• _Problem description_
Every record must appear in the response exactly as given.

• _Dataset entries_

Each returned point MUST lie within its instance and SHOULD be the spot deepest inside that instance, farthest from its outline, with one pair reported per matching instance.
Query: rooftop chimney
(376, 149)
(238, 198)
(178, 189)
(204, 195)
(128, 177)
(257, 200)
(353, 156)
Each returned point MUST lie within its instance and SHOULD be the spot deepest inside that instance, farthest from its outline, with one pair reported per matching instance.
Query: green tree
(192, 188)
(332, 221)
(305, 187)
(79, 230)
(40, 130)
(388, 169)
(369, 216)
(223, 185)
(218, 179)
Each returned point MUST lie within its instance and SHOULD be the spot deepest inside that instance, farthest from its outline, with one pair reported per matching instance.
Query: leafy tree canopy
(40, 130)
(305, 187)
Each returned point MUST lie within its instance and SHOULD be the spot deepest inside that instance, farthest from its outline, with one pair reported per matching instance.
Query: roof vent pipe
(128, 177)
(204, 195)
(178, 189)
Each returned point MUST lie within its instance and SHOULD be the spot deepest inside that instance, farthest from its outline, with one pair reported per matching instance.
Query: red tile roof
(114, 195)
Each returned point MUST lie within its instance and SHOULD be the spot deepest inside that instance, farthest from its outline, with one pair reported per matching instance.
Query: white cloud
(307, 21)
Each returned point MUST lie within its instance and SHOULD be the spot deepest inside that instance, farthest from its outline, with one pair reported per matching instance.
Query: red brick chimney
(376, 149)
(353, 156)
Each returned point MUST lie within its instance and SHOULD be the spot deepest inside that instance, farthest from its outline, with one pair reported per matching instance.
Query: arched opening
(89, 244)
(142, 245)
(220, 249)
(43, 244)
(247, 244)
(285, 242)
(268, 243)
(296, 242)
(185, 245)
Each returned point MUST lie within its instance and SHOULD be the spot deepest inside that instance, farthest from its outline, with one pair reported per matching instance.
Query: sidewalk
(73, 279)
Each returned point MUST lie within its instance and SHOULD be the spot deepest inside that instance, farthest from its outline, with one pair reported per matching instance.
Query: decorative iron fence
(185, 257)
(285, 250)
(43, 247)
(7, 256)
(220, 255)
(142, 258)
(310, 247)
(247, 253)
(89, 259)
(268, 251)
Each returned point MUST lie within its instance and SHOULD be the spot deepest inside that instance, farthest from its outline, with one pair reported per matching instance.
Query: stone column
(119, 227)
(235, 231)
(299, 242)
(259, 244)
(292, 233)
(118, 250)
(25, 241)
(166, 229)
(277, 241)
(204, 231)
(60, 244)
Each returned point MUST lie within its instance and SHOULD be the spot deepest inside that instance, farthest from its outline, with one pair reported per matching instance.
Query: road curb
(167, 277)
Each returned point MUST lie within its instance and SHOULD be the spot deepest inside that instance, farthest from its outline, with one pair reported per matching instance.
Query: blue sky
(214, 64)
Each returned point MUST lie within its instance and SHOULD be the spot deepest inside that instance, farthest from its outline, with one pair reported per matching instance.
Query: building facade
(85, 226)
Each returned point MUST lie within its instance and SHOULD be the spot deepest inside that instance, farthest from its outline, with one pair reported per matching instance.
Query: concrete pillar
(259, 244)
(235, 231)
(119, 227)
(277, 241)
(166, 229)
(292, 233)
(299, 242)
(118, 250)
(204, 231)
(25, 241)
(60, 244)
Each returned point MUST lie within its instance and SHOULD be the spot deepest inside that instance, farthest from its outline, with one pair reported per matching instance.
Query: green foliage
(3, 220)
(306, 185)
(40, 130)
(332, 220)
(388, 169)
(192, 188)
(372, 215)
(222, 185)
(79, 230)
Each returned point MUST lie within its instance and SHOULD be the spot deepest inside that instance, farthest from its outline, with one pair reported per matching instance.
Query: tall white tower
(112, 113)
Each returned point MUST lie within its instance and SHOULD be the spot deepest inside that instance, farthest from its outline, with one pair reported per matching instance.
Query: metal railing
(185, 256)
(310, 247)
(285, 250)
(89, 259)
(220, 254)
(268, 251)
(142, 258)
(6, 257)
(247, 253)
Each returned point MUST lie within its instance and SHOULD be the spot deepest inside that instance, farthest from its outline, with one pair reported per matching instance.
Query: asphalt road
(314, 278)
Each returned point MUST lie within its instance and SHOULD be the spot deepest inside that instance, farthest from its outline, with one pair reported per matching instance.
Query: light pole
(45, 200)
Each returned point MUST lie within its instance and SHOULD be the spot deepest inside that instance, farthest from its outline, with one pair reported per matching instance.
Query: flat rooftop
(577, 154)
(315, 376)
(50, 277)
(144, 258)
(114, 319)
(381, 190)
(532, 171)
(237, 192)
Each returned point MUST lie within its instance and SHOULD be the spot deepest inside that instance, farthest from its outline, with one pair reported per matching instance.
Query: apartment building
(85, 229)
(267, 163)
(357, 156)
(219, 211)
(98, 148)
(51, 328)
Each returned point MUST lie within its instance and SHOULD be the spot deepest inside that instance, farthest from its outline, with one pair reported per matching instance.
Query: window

• _Solution to the exercise_
Each returned point MUST lie within its instance and SHOULD be the spot deepest inside that instance, farthest from its outline, with one pair reported per matching instance.
Query: rooftop chimney
(376, 149)
(238, 198)
(178, 189)
(204, 195)
(128, 177)
(257, 200)
(353, 156)
Each returned point MUST lie within its instance and SHOULD be the spot deepest inside that instance, farthest from its outline, with one pair reported per matching instance.
Query: green tree
(192, 188)
(332, 221)
(305, 187)
(79, 230)
(40, 130)
(388, 169)
(369, 216)
(223, 185)
(218, 179)
Each returned point MUST lie within its instance and SHOULD be the spot deepest inside that instance, farthest from its outline, with one pair reported per matching instance.
Query: leafy tree canopy
(40, 130)
(305, 187)
Each returned point MUST lie within its instance and SHOULD be the spot deepest inside that instance, farthest from its outline, with one pair reported per matching instance.
Query: roof vent pipe
(128, 177)
(204, 195)
(178, 189)
Each returned point MUST lie within its instance and SHOULD be the spot deepest inside that instance, farthest from its outline, with one pair reported per matching instance.
Query: red tile roof
(114, 195)
Each returned point MUST lie within its instance and SHOULD be the spot deepest inside that instance, farthest from its outline, with one pair reported per matching instance.
Query: white cloud
(307, 21)
Each returned point MUST lie within its instance and SHOULD be the spot deepest inside that instance, farthest from its outline, with one pair reported per matching instance.
Query: red brick chimney
(376, 149)
(353, 156)
Each returned point MUST lie within its instance and SHOULD be the spot deepest inside that instance, farthest from its outline, with one pair reported per matching instance.
Query: arched opening
(89, 244)
(142, 245)
(220, 249)
(43, 244)
(247, 244)
(285, 242)
(268, 243)
(296, 242)
(185, 245)
Each returned point MUST lie within its instance and SHOULD be the spot deepest inside that instance, farthest from its outline, with one pair reported per matching instance.
Query: sidewalk
(73, 279)
Each returned point MUST lie within its instance and SHOULD be the spot deepest inside that instance, farthest from its outline, with one pair reported per matching instance.
Query: decorative iron fence
(185, 257)
(285, 250)
(43, 247)
(7, 256)
(220, 255)
(142, 258)
(310, 247)
(247, 253)
(89, 259)
(268, 251)
Each returned point MUST lie within its instance and SHOULD be the spot deepest inside that instance, farthest from its outline, with one pair reported per matching instance.
Query: stone column
(119, 227)
(235, 231)
(299, 242)
(259, 244)
(292, 233)
(118, 250)
(25, 241)
(166, 229)
(277, 241)
(204, 231)
(60, 244)
Each returned point MUST lie within its instance and SHOULD be the spot deepest inside that instance, farthest from its outline, with one pair reported per matching instance.
Query: road curb
(167, 277)
Each returned point MUST lie within its instance and SHOULD be the spot deepest inside that instance, farthest from its outline, with one pair reported per matching instance.
Query: blue sky
(214, 64)
Each returned point MUST lie within its instance and SHOULD be the spot deepest inside that instance, farthest from its outline, with one pair reported per matching instance.
Query: building facade
(85, 226)
Each returned point MUST lie within its instance and SHOULD be the spot deepest inside that instance, farthest from its outline, with one pair reported per matching instance.
Query: concrete pillar
(259, 244)
(235, 231)
(119, 227)
(277, 241)
(166, 229)
(292, 233)
(299, 242)
(118, 250)
(204, 231)
(25, 241)
(60, 244)
Each returned point MUST lie within its instance and SHOULD be the spot deepest inside that instance, farthest from its outline, with one pair reported per matching instance.
Query: green foliage
(3, 220)
(306, 185)
(40, 130)
(332, 220)
(388, 169)
(192, 188)
(372, 215)
(222, 185)
(79, 230)
Each returned point MUST lie within its instance and SHOULD be the spot deepest inside that instance, farthest from its outline, with one pair reported per matching instance.
Query: tall white tower
(112, 113)
Each returned point MUST lie within its instance and SHOULD be the spot deepest inside that instance, farthest from its outline, with one pair reported per matching instance.
Query: metal railing
(185, 256)
(310, 247)
(285, 250)
(89, 259)
(220, 254)
(268, 251)
(142, 258)
(6, 257)
(247, 253)
Each returned point MUST lie within its instance and SHOULD be the spot deepest inside that instance, farthest from its outline, with one pair reported per matching instance.
Query: asphalt road
(314, 278)
Each returned point MUST lie within its instance and SHOULD be the spot deepest inside that instance, farthest from its outline, with one pair reported per matching instance.
Query: light pole
(45, 200)
Each returned point MUST lie within its instance and SHOULD be the spot deepest inside that instance, farthest from its outline, with one pair reported per matching instance.
Query: flat rooftop
(577, 154)
(315, 376)
(50, 277)
(144, 258)
(114, 319)
(381, 190)
(532, 171)
(237, 192)
Each returned point MUST lie within its instance and SHOULD be the spot deepest inside that instance, farthest from its outline, with one pair reported per matching instance.
Query: apartment building
(85, 229)
(267, 163)
(357, 156)
(219, 211)
(98, 148)
(51, 328)
Each returned point MUST lie within its instance and SHOULD be the spot deepest inside that instance, farthest from its outline, with one pair reported per matching instance.
Query: window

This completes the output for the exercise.